Pandas Family Example (Q1)¶

def q1_pandas_impl(ctx: DataFrameContext) -> Any:
    """TPC-H Q1: Pricing Summary Report."""
    lineitem = ctx.get_table("lineitem")

    cutoff = pd.to_datetime("1998-12-01") - pd.Timedelta(days=90)
    filtered = lineitem[lineitem["l_shipdate"] <= cutoff]

    result = (
        filtered
        .groupby(["l_returnflag", "l_linestatus"], as_index=False)
        .agg({
            "l_quantity": ["sum", "mean"],
            "l_extendedprice": ["sum", "mean"],
        })
        .sort_values(["l_returnflag", "l_linestatus"])
    )
    return result

Execution Differences: SQL vs DataFrame¶

Aspect	SQL Mode	DataFrame Mode
Query representation	SQL strings	Native API calls
Optimization	Database query planner	Library-specific (lazy if available)
Type checking	Runtime (query execution)	Some compile-time (IDE support)

○ ○ ○ ○ ○

### [Stated problem A]
Pull out each line of the records that contains the word "every", and match its capitalization.
The text and the records are separate material with no connection between them.

○ ○ ○ ○ ○

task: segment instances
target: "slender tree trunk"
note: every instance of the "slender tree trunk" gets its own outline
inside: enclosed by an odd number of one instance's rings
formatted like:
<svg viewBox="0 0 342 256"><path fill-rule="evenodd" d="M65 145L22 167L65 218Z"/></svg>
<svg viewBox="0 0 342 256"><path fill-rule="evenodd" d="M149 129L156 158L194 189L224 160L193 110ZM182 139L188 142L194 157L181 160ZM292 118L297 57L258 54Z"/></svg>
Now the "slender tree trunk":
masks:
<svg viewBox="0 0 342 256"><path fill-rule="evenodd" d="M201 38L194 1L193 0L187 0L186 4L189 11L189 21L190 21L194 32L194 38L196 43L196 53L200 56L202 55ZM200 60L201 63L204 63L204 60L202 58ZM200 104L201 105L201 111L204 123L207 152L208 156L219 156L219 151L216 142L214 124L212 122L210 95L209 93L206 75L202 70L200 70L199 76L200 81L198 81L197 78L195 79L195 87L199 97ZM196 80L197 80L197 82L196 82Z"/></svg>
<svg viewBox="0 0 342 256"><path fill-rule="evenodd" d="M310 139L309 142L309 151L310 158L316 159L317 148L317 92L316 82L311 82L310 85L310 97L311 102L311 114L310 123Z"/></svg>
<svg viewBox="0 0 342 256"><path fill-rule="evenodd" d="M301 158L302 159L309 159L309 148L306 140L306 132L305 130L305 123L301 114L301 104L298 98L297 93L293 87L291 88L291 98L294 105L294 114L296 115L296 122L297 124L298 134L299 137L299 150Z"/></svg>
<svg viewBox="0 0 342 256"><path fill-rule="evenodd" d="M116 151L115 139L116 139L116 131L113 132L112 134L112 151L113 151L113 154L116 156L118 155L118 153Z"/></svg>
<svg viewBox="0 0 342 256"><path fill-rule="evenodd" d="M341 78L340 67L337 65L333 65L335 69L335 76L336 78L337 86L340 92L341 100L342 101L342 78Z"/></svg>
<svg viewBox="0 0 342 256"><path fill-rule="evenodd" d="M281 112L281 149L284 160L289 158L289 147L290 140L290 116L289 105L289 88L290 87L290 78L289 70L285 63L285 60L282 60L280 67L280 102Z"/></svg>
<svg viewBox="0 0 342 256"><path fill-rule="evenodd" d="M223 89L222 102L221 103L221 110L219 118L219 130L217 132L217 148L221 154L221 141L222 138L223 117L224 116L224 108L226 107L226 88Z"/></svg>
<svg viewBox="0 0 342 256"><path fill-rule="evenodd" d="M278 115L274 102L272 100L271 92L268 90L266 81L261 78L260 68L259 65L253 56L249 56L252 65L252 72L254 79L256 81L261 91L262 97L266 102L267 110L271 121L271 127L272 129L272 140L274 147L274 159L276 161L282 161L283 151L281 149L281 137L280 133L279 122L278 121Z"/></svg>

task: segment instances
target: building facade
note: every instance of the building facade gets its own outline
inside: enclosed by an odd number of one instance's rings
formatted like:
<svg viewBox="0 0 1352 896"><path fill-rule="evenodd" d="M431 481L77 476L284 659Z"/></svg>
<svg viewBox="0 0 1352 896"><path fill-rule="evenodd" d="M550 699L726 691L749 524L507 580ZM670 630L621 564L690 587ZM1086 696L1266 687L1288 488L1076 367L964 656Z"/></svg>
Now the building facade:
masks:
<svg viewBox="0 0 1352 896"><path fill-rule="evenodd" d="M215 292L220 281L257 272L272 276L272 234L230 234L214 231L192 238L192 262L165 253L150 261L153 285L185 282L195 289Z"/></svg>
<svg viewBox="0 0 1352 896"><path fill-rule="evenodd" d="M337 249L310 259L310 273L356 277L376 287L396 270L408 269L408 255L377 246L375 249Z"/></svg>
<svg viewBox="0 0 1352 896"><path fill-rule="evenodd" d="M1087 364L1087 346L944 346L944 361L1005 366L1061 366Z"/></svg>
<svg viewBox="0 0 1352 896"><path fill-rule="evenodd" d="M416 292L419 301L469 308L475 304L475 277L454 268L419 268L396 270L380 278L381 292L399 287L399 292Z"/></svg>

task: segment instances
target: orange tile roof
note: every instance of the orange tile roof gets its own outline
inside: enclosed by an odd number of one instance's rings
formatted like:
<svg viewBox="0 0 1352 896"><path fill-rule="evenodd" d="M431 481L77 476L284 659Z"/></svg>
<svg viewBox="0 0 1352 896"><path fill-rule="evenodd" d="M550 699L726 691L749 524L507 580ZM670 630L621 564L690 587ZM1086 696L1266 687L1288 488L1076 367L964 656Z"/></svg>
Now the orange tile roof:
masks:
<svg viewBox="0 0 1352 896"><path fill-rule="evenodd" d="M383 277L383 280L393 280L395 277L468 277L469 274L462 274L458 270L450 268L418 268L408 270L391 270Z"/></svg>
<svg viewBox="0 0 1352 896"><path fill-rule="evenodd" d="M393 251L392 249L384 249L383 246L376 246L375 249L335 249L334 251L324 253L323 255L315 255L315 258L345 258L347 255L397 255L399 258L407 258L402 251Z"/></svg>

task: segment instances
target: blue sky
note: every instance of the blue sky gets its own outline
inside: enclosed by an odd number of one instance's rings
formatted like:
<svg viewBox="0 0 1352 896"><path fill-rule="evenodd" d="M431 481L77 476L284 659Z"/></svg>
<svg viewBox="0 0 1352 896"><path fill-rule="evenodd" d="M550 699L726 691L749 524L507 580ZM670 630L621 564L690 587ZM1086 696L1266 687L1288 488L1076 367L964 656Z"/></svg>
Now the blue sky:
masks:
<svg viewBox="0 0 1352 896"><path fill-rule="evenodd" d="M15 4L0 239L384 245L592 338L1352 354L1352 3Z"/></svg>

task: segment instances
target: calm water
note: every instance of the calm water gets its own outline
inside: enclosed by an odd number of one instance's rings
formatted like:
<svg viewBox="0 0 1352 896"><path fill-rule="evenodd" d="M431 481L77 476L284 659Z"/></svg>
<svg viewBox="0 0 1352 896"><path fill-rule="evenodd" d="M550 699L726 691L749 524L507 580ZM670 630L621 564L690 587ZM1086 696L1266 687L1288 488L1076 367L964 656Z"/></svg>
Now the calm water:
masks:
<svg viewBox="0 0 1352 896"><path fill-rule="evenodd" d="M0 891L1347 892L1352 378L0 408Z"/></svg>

○ ○ ○ ○ ○

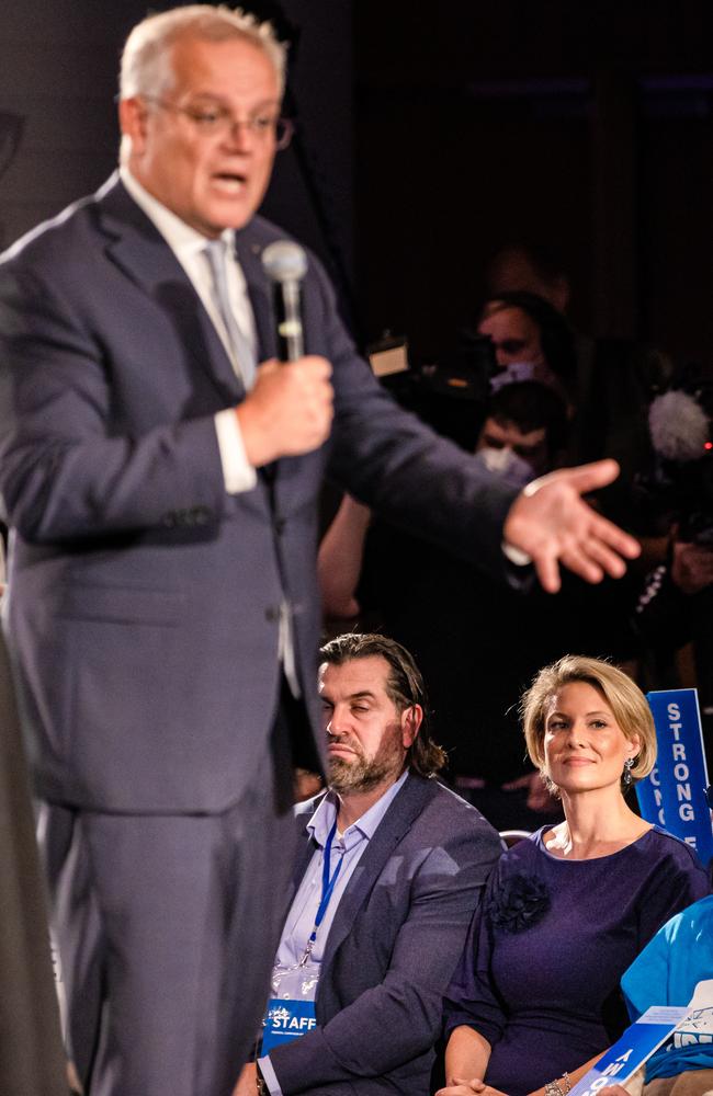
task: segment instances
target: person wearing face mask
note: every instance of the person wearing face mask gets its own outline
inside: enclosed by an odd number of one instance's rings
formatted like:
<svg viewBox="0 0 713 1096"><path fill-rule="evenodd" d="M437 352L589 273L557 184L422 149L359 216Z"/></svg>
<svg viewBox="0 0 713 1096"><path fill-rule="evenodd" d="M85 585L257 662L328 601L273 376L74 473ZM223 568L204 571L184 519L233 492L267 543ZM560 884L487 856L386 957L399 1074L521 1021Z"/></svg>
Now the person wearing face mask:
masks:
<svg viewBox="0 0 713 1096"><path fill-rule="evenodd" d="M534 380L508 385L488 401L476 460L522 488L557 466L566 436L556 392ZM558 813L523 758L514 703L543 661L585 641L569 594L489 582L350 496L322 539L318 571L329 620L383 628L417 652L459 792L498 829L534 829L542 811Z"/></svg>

○ ○ ○ ○ ○

### [Stated problem B]
Retype the passage of the pandas Q1 example starting with "return result" and going on through "(lazy if available)".

### [Task solution A]
note: every instance of the "slender tree trunk" gets its own outline
note: every instance of the building facade gets its own outline
note: every instance of the orange tile roof gets its own outline
note: every instance of the blue sky gets its own outline
note: every instance of the calm water gets its own outline
note: every instance of the person wearing face mask gets its own outline

### [Task solution B]
return result

Execution Differences: SQL vs DataFrame¶

Aspect	SQL Mode	DataFrame Mode
Query representation	SQL strings	Native API calls
Optimization	Database query planner	Library-specific (lazy if available)